◆ Work item
Could you output the entries that follow exactly, omitting any pictures they contain?

[Dataset items]
++++++++
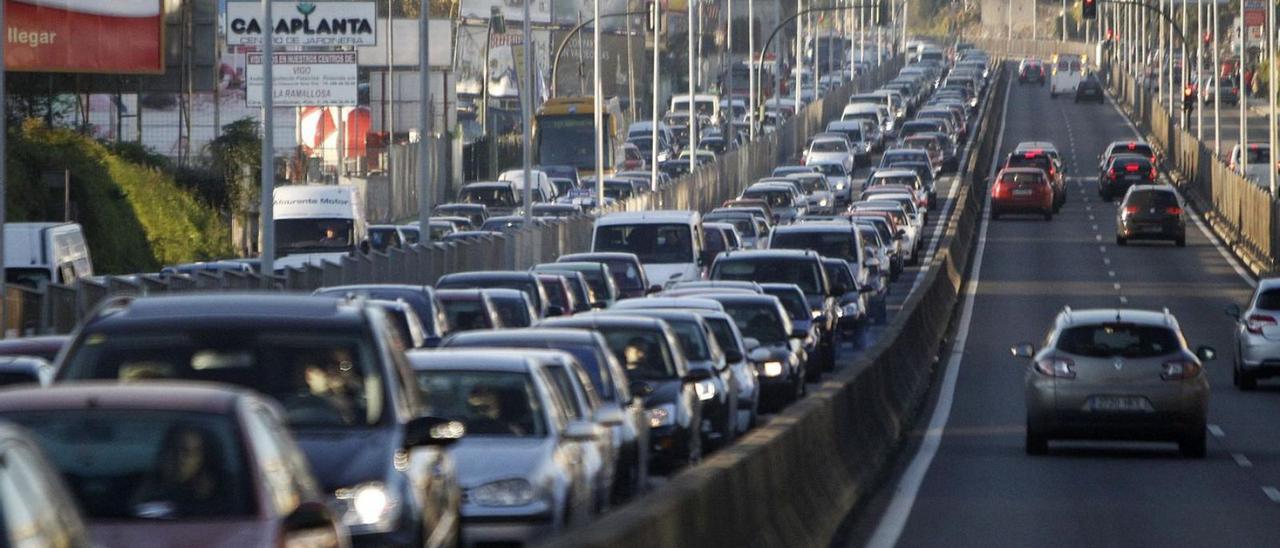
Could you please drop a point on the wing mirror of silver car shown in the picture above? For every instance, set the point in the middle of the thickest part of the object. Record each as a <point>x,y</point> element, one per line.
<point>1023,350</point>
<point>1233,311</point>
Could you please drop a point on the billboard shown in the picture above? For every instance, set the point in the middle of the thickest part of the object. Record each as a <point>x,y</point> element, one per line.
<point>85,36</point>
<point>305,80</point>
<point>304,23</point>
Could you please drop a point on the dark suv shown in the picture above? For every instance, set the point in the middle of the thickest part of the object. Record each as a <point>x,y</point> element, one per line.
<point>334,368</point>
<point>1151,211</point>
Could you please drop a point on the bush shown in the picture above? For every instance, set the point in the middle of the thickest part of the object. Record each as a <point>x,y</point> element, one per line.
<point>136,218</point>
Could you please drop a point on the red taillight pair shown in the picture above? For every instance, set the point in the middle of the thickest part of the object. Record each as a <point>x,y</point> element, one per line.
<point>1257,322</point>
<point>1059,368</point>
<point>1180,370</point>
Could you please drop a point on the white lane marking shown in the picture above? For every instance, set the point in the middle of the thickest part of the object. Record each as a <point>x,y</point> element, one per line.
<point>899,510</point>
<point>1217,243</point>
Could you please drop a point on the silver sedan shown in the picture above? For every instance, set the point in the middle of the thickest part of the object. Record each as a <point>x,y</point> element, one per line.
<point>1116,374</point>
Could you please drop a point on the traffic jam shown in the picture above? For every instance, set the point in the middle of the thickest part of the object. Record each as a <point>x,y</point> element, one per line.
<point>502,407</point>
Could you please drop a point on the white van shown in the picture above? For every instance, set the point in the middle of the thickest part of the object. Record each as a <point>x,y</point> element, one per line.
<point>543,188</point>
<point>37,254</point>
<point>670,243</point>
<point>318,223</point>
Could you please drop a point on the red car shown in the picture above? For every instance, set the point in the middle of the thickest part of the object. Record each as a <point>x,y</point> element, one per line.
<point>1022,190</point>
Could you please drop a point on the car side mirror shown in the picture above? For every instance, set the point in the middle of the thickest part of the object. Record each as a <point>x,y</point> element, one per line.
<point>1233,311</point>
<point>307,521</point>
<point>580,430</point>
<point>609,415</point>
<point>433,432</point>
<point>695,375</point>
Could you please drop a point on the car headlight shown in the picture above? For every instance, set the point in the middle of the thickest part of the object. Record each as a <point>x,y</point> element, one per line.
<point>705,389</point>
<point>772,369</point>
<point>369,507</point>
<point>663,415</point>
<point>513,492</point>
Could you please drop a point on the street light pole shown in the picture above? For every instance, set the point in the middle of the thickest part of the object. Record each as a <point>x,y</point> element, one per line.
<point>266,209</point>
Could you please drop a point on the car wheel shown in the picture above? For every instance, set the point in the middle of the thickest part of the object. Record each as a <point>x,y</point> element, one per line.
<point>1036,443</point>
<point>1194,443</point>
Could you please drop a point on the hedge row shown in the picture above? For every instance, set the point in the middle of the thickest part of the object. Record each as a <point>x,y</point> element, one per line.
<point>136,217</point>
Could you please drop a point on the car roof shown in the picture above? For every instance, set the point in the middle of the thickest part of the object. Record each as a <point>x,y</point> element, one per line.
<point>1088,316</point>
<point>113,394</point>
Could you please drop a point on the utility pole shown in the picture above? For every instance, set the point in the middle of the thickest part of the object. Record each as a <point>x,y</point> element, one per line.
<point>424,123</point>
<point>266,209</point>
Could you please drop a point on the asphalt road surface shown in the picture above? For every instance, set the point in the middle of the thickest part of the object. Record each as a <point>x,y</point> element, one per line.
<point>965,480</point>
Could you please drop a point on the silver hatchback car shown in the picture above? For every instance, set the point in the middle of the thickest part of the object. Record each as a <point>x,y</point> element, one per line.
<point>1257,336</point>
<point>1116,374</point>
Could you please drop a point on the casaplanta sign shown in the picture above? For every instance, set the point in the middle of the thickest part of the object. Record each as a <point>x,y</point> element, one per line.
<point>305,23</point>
++++++++
◆ Exercise answer
Could you please drop a point on the wing mirror of silver car shown in the picture above? For every instance, set the point in the middle of the thickest part of the object. Record each as a <point>x,y</point> element, one per line.
<point>1023,350</point>
<point>1233,311</point>
Could you please drop a point on the billboard shown in the picture above? For every instance, set the point in the middle of the thickest part of the object. Record each as a <point>x,y</point> element, one per line.
<point>85,36</point>
<point>305,80</point>
<point>304,23</point>
Could you please drop a point on the dark suv shown in the picture above? For every instance, set the point in the middle of the thickest part of the object. Record each as a <point>x,y</point> element, one per line.
<point>334,368</point>
<point>1151,211</point>
Could you please drop a point on the bush shown in the picture above? For every instance, set the point in the middle of the thickest part of the object. Record each as a <point>x,y</point> element, one per line.
<point>136,218</point>
Could you please drop a point on the red taillight pair shown in the picture above? For every instance, set the point in the middle of the thickest part of the object. Record each as a <point>x,y</point> element, one per line.
<point>1257,322</point>
<point>1059,368</point>
<point>1180,370</point>
Could you please drop a point on the white lane marking shown in the picture above? For every instance, set the point in the middle of the thickest part of the object. Record each as a <point>x,y</point> element, one per line.
<point>899,510</point>
<point>1217,243</point>
Could you please drop a point on the silver sedan shown in the picture above? For every instance, set the point in the middle of the thickest part of the object. Record each as a <point>x,y</point> element, one per line.
<point>1116,374</point>
Could you please drop a point on the traffic jam shown in the picture above? For every instance, set the point in the middle of the thickest part of the object. Record each as a <point>x,y</point> element, one per line.
<point>502,407</point>
Could you please drop a point on the white van shown in the picture above? For every instance, set the point in the middle of the thickest part of the object. Record each as a <point>x,y</point> element, one per line.
<point>543,188</point>
<point>37,254</point>
<point>670,243</point>
<point>318,223</point>
Could you please drop a point on the red car shown in the picture above? For every instance, set the point in the middle of the thickest part of the object. Record each as a <point>x,y</point> element, one per line.
<point>1022,190</point>
Could you please drop a point on the car side mirror shown in the picture above? For every instance, set the point in the middle of the thickest part of the object. Record each as a <point>x,y</point> element, one per line.
<point>1233,311</point>
<point>307,521</point>
<point>580,430</point>
<point>609,415</point>
<point>433,432</point>
<point>695,375</point>
Could you please drop a point on the car headlight shown in the picture above? For every instance, set the point in the middle of the thickest part of the object. Record each as a <point>x,y</point> element, one per line.
<point>705,389</point>
<point>772,369</point>
<point>369,507</point>
<point>663,415</point>
<point>513,492</point>
Could you please drop a point on the street light pole shown in the picture above? For every instance, set the point in the middle of the thickest part of the object. Record each as a <point>x,y</point> element, one per line.
<point>266,209</point>
Could you please drop a point on the car wheel shown in the picture above? For every instance, set the point in the middle of the thickest part of the object. Record each as a <point>x,y</point> element, one per line.
<point>1036,443</point>
<point>1194,443</point>
Could you please drop a point on the hedge row shown in the picture above? For every instance, set the point in the middle of the thickest part of the object. Record each as a <point>x,y</point> element, one per line.
<point>136,217</point>
Could you please drop a point on the car roof shown in the picture above? For every instance, set the point in the middle of the thickest part of the object. Record each as a <point>x,y</point> element, one per line.
<point>1088,316</point>
<point>113,394</point>
Could you please drop a point on the utility pole shown in the picture above? For every instance, set the point in the middle of the thickest part of the object. Record each as a <point>x,y</point> element, one per line.
<point>424,123</point>
<point>266,209</point>
Could you please drop a point on the asphalt road surface shown in the picture above? For every instance, set the point in the middle of the thickest part of the object. Record each as a <point>x,y</point> element, one per line.
<point>965,480</point>
Could you please drop a point on the silver hatchback car shown in the picture above? For every instance, set the point in the middle of the thickest part of the object. Record each as a <point>x,y</point> element, one per line.
<point>1257,336</point>
<point>1116,374</point>
Could you please drop a point on the casaplanta sign shown in the picture above? For every instance, set the point in the middle of the thickest part of the object. Record each as a <point>x,y</point> element, one per line.
<point>305,23</point>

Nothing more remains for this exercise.